• _Aim of the task_
Set down the items below line for line, exactly as they appear, but leave out the pictures.

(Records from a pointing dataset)
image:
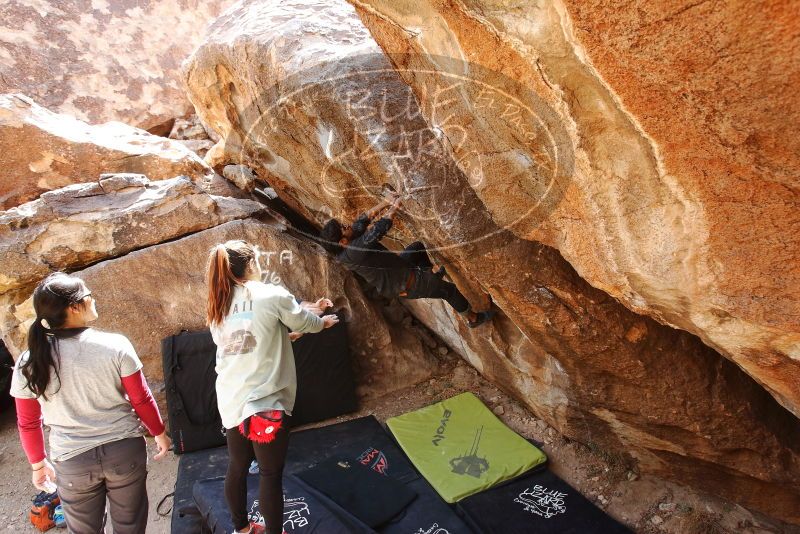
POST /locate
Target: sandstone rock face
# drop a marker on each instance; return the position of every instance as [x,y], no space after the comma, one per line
[683,203]
[108,61]
[302,94]
[81,224]
[44,151]
[160,290]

• _The solution_
image:
POST /locate
Target: sandstone rock face
# drop a marker on each instance; return the position of every instance as [x,y], no space after the comma, one per line
[683,203]
[108,61]
[302,94]
[81,224]
[44,151]
[160,290]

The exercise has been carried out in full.